Position identification records:
§

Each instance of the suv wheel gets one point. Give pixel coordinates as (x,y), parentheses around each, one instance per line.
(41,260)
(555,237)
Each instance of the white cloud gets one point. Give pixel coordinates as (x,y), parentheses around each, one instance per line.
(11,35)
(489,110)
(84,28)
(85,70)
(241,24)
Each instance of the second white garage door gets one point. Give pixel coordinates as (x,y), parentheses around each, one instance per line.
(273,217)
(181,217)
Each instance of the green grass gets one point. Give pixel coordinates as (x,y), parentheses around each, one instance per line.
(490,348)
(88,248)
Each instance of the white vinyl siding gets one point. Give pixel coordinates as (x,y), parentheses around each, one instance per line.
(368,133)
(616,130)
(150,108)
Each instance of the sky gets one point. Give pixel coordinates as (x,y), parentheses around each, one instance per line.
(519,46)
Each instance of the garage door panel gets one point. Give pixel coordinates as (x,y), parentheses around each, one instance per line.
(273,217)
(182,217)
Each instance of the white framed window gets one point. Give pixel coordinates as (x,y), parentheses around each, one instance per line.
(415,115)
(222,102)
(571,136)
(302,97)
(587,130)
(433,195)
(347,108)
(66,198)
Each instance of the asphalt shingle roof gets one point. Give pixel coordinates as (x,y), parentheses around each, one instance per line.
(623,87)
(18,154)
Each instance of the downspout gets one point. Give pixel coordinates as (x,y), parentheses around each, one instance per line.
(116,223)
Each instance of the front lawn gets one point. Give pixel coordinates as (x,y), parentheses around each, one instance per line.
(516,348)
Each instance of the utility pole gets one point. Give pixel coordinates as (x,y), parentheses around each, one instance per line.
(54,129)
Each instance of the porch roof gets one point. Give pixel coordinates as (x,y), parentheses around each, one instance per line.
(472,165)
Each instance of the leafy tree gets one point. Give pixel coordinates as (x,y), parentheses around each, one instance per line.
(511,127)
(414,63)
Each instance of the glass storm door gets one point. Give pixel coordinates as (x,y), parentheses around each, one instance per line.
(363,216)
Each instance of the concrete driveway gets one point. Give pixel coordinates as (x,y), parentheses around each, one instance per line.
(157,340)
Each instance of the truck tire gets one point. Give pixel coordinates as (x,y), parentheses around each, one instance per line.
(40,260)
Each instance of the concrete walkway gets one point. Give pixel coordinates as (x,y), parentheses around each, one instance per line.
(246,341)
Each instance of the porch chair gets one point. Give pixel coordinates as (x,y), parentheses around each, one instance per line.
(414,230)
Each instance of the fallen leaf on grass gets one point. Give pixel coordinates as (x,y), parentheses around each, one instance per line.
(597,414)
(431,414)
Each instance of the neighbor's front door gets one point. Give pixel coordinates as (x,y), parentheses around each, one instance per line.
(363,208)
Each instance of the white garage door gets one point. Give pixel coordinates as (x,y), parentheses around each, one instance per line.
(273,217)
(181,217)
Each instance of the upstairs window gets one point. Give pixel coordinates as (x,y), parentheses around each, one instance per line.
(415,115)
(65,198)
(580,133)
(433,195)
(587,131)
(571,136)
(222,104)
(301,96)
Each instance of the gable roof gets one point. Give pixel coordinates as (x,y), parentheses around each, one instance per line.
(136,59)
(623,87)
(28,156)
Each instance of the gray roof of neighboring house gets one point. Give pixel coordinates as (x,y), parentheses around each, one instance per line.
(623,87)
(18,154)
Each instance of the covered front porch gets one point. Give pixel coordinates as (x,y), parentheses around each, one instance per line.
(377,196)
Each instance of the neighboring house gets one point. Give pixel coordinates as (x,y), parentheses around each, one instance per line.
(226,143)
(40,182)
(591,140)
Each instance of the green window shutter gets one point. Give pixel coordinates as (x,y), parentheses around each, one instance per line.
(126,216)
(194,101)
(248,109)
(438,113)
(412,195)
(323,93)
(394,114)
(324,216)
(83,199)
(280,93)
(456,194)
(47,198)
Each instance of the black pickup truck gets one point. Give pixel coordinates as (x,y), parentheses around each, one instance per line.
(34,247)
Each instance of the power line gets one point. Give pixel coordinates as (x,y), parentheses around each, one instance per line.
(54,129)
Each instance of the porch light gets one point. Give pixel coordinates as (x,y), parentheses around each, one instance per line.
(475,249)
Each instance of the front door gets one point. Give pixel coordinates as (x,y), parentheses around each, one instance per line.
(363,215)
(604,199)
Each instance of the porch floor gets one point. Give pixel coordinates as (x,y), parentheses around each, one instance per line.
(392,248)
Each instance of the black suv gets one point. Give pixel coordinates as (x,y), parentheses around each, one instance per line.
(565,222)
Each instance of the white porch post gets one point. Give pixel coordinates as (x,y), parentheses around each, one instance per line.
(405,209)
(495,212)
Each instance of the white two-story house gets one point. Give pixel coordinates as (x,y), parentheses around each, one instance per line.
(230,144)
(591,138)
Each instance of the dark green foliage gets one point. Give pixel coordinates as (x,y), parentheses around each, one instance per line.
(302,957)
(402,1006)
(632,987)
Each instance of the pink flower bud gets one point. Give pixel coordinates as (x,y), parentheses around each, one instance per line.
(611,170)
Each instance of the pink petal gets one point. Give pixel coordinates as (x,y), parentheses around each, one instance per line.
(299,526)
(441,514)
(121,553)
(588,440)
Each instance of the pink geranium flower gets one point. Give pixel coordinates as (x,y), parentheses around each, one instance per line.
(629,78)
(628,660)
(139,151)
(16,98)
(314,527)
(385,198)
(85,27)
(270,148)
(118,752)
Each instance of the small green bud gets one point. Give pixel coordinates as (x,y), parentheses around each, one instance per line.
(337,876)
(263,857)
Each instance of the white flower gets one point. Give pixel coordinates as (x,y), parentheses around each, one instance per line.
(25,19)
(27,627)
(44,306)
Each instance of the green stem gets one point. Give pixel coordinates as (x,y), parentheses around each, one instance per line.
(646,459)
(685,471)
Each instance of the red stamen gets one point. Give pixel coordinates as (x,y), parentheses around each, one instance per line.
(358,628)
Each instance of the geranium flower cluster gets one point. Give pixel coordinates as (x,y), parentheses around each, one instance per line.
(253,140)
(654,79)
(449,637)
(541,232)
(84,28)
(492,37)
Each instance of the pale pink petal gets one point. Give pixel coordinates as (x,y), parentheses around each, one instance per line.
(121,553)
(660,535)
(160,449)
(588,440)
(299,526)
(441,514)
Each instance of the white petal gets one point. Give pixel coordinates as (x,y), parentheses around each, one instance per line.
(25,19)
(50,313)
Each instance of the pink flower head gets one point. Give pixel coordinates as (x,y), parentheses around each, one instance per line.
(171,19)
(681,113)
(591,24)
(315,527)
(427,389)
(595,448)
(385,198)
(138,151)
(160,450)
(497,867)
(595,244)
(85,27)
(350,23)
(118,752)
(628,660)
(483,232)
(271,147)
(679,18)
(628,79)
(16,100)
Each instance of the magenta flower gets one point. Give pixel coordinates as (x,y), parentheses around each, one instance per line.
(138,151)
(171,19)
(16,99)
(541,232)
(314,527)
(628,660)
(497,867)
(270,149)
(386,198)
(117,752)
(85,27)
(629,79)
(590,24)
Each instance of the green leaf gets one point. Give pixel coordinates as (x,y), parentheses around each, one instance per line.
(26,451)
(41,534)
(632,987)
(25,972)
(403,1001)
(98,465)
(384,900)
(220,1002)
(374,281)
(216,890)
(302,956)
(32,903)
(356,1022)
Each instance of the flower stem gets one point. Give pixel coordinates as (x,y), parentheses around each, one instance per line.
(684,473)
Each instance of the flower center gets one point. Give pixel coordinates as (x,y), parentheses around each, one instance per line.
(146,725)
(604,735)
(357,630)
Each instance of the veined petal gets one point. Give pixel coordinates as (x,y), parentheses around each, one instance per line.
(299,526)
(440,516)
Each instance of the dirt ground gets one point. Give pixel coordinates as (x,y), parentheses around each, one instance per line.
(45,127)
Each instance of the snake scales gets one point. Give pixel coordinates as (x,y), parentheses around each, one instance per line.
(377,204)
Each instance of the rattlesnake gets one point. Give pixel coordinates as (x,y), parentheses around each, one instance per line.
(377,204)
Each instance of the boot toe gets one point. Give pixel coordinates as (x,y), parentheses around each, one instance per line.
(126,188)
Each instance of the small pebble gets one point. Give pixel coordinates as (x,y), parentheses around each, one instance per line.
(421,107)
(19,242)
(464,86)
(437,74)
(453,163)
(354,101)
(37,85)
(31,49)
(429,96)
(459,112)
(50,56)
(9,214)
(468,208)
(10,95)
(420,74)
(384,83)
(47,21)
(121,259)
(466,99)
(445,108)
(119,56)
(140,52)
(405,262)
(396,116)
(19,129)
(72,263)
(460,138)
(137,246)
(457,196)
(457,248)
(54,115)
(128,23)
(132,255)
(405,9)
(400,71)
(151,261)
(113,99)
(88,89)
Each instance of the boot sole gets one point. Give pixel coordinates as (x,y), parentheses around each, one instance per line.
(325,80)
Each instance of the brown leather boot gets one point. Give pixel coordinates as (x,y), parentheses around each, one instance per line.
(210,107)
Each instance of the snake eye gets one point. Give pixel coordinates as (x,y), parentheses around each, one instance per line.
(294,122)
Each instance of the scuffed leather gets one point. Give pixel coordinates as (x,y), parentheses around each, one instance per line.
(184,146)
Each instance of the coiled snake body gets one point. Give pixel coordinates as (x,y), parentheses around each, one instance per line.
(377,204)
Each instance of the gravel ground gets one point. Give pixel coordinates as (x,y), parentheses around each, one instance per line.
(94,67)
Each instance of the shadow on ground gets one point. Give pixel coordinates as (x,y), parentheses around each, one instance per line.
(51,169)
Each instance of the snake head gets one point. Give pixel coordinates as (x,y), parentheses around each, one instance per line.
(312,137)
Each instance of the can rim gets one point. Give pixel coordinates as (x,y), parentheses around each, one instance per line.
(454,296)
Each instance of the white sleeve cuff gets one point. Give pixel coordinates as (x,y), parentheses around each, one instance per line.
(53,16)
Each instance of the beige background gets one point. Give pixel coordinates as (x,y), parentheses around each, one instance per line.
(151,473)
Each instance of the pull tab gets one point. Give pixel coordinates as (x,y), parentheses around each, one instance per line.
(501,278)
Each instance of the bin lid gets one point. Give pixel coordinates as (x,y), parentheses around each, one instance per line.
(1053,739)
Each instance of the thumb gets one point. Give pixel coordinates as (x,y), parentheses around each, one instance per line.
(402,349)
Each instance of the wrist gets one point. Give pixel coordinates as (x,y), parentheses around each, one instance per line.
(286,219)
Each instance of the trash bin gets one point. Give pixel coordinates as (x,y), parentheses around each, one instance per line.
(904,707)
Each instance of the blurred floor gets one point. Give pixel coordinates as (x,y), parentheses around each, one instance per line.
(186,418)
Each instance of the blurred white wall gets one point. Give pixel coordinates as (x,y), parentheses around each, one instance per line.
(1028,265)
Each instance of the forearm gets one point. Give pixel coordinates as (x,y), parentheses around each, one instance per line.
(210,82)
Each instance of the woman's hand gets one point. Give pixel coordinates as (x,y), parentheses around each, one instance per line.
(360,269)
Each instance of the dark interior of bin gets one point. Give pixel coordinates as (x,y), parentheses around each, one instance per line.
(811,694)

§

DO THIS —
Substitute "person's hand" for "woman's hand" in the entries starting with the line containing "Each instance of the woman's" and going on through the end of the entries. Leave everything else unchanged, and give back only those lines.

PROBLEM SOLUTION —
Each instance of the person's hand gets one point. Give pixel coordinates as (x,y), parentheses around each, one instance per line.
(360,269)
Each instance of the dark interior of bin gets one point. Give pixel coordinates as (x,y), parentheses around each, one instance per line.
(811,694)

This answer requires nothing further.